***** Text

It was war, and the men didn’t only find death in the cemetery. “One night when it was real cold,” he said, “we entered a village that had been bombed pretty bad, and the buildings were still burning. Our sergeant told us to go into one of the houses – the roof had been flown off – and sleep. ‘At least,’ he said, ‘the four walls will keep the wind off of you.’ We bedded down on the floor. We never slept in a bed, since there were a lot of booby traps left in the villages: mines, trip wires, that kind of thing. We woke up in the morning and saw there was a woman in the bed. She was dead, probably killed in the bombing.”

Yesterday – May 18, 2008 – I was reminded of Earl Carmickle. I got an email from Shelia Ramuar – I have learned there are a lot of daughters looking for ways to honor their fathers who served in World War II, and Shelia is one. She told me to check a forum on Ancestry.com. Someone was looking for a veteran of the 101st Cavalry named Grady Collins. There, I found posts written by Earl Carmickle’s daughter, Jeannette Carmickle Walsh , dating back to 2002. She was looking for Collins in the hope he could testify that her father had been wounded, and he could finally get his Purple Heart.

“Maybe you can help her find someone,” Shelia said.

I knew I couldn’t help her find Grady Collins. The Grady Collins she was looking for had died in 1945.

**********

To do:
A. Answer these from the text:
(i) Why did the men never sleep in a bed in the villages?
(ii) On what website was the forum that Shelia told the writer to check?
(iii) In what year did the Grady Collins being sought die?
B. From the text, print the passage starting with "Yesterday – May" and going on through "his Purple Heart.".
Please rely only on the text.

***** Data extracts

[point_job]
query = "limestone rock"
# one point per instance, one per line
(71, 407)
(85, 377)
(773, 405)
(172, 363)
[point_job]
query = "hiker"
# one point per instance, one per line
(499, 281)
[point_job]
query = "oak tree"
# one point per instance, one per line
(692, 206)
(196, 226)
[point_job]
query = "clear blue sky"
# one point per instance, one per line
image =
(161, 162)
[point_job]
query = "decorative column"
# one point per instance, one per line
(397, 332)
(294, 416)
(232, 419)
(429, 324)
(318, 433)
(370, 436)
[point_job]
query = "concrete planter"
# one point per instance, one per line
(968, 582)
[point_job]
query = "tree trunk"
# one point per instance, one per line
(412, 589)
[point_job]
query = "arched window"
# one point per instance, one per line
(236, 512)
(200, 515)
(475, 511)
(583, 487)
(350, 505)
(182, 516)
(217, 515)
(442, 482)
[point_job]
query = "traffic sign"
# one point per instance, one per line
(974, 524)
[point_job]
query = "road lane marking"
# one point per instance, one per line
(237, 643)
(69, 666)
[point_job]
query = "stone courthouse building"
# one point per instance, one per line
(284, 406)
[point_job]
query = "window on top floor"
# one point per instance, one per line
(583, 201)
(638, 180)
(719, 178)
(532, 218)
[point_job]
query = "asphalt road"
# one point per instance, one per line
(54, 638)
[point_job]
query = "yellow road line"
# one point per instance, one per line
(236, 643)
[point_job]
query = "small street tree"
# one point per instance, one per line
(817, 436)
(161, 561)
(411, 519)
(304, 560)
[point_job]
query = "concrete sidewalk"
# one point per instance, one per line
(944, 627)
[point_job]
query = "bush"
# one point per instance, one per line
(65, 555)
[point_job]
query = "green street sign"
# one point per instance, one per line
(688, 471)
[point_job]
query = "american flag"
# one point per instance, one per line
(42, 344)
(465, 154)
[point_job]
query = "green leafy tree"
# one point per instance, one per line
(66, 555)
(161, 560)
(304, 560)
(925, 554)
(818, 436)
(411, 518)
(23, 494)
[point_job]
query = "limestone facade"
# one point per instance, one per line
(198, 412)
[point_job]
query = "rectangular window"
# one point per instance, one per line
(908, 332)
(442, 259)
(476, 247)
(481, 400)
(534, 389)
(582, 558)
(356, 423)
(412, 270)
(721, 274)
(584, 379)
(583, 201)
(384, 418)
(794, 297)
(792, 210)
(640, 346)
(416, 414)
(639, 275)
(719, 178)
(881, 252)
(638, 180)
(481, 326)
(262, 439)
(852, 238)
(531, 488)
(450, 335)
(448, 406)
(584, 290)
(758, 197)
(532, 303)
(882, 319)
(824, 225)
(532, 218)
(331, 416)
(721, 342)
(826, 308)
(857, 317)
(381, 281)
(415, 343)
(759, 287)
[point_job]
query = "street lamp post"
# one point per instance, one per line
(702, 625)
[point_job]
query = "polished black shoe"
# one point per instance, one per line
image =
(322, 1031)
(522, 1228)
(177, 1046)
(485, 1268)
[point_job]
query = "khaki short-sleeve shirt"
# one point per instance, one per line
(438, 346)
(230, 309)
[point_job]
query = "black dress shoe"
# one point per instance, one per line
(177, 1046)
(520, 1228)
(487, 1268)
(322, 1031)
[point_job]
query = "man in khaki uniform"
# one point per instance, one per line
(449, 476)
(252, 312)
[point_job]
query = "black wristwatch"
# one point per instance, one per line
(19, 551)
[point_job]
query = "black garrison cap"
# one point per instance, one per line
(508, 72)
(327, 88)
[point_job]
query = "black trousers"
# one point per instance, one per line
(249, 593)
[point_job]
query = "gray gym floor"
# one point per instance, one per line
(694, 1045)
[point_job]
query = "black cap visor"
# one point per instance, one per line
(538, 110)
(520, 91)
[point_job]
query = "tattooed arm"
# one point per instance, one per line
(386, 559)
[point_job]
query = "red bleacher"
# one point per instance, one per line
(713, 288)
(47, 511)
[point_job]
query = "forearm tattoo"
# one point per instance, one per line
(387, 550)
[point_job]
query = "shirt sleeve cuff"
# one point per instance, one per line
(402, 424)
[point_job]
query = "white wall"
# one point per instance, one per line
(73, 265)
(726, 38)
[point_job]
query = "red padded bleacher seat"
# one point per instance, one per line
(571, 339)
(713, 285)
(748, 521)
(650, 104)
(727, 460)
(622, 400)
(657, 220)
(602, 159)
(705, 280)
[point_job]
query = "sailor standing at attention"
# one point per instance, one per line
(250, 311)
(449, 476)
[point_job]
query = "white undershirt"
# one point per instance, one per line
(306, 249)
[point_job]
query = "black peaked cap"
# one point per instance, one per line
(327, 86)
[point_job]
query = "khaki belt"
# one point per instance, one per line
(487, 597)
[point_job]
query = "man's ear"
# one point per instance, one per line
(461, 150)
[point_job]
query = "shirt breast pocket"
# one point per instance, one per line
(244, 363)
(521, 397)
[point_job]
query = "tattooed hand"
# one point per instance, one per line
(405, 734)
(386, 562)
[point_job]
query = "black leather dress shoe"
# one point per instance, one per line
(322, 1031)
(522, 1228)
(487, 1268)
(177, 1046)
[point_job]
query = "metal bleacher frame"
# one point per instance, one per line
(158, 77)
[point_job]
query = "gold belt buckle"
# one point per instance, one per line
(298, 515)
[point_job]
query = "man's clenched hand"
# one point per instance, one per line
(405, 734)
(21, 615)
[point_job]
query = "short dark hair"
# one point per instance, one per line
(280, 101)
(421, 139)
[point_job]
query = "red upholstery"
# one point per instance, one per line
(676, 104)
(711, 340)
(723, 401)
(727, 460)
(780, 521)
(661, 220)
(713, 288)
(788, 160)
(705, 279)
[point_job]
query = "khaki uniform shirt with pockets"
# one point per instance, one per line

**********

Answers in order:
A.
(i) Many booby traps, such as mines and trip wires, were left in the villages.
(ii) Ancestry.com
(iii) 1945

B.
Yesterday – May 18, 2008 – I was reminded of Earl Carmickle. I got an email from Shelia Ramuar – I have learned there are a lot of daughters looking for ways to honor their fathers who served in World War II, and Shelia is one. She told me to check a forum on Ancestry.com. Someone was looking for a veteran of the 101st Cavalry named Grady Collins. There, I found posts written by Earl Carmickle’s daughter, Jeannette Carmickle Walsh , dating back to 2002. She was looking for Collins in the hope he could testify that her father had been wounded, and he could finally get his Purple Heart.